_Job A:_
Answer these questions using the forum thread on VLC and iTunes sound quality:
(i) At what setting were both equalizers placed for the first comparison?
(ii) Which two iTunes options does jdurston say to turn off?
(iii) According to TheBat, what does a better job of encoding MP3 than iTunes?
_Job B:_ Quote the forum thread on VLC and iTunes sound quality, starting with "I have been" and going on through "(Feb 11, 2005)".

_Document segment:_

********

# VLC vs ITunes Sound Quality



## NetMinder (Dec 15, 2003)

I have been using iTunes for quite some time (The current version) and i didn't think the sound quality was that great so just for fun I tired playing my music through VLC. Well guess what? The sound quality (dynamic range, clarity and presence) was to my ears much much better. I then played one song back and forth between VLC and iTunes and it confirmed what I heard (both equalizers were set at flat to make it comparable)

Am I just hearing things??


----------



## TheBat (Feb 11, 2005)

Very interesting observation. I'll have to look into it.

I've also read that LAME for iTunes does a better job of encoding than iTunes, as far as MP3 goes. Anyone done any comparison testing on this?


----------



## Guest (Mar 5, 2007)

Have you turned off the "soundcheck" options in iTunes? That can make a big difference in terms of sound quality. Other than this they should both sound pretty close to similar if not exactly the same .. I can't see any technical reason why they would should this much difference if it's not the soundcheck option in iTunes causing the issue.


----------



## jdurston (Jan 28, 2005)

Make sure soundcheck and enhancer are turned off to achieve the most natural sound. Also keep the iTunes volume high and control the volume with your speakers or Mac system volume.


----------



## NetMinder (Dec 15, 2003)

Turning off those two settings did the trick.

The sound quality is now much better in Itunes and is identical to VLC

Thanks for the advice on this!


----------

********

Contour labeling entries:
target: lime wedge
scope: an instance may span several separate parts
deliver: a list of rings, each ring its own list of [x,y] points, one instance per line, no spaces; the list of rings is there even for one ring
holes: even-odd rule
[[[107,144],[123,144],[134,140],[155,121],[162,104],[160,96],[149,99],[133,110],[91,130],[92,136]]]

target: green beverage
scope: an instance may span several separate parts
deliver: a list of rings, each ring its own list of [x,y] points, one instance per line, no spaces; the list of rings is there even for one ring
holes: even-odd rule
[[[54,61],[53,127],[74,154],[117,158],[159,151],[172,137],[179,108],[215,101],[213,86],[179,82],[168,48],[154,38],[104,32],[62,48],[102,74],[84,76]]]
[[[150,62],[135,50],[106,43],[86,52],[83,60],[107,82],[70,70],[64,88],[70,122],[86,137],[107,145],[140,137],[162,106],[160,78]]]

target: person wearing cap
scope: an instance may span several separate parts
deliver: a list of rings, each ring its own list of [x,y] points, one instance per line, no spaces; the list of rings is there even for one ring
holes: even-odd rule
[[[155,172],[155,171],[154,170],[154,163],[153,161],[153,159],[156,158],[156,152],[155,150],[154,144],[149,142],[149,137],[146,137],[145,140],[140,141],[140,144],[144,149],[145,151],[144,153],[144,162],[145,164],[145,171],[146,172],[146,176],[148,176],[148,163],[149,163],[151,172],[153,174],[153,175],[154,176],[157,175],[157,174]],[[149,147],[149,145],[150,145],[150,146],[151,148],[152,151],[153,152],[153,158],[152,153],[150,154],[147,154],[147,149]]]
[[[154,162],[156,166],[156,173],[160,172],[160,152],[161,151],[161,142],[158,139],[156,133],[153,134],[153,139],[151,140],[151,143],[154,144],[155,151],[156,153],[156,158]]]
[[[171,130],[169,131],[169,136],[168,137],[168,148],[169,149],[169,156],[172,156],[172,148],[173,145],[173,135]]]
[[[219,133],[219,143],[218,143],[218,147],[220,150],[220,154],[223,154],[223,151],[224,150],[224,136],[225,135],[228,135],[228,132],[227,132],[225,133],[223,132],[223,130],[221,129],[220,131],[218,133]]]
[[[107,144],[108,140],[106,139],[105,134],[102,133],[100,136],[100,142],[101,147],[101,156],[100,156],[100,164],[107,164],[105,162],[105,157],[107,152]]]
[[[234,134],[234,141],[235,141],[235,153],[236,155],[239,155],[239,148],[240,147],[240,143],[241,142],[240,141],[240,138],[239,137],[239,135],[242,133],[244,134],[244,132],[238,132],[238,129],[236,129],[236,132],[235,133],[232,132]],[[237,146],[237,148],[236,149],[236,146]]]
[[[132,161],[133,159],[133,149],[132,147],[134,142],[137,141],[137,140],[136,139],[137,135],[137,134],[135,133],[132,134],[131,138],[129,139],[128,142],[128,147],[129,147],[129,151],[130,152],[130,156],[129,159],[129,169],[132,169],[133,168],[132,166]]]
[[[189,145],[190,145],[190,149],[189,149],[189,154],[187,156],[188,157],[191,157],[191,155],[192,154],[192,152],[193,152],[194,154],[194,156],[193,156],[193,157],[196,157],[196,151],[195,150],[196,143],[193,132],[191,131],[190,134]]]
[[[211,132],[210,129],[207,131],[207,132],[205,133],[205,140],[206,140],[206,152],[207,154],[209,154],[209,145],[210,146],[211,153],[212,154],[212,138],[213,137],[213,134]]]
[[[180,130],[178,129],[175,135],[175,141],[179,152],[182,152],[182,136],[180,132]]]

********

_Final result A:_
(i) Flat.
(ii) Soundcheck and enhancer.
(iii) LAME for iTunes.

_Final result B:_
I have been using iTunes for quite some time (The current version) and i didn't think the sound quality was that great so just for fun I tired playing my music through VLC. Well guess what? The sound quality (dynamic range, clarity and presence) was to my ears much much better. I then played one song back and forth between VLC and iTunes and it confirmed what I heard (both equalizers were set at flat to make it comparable)

Am I just hearing things??


----------



## TheBat (Feb 11, 2005)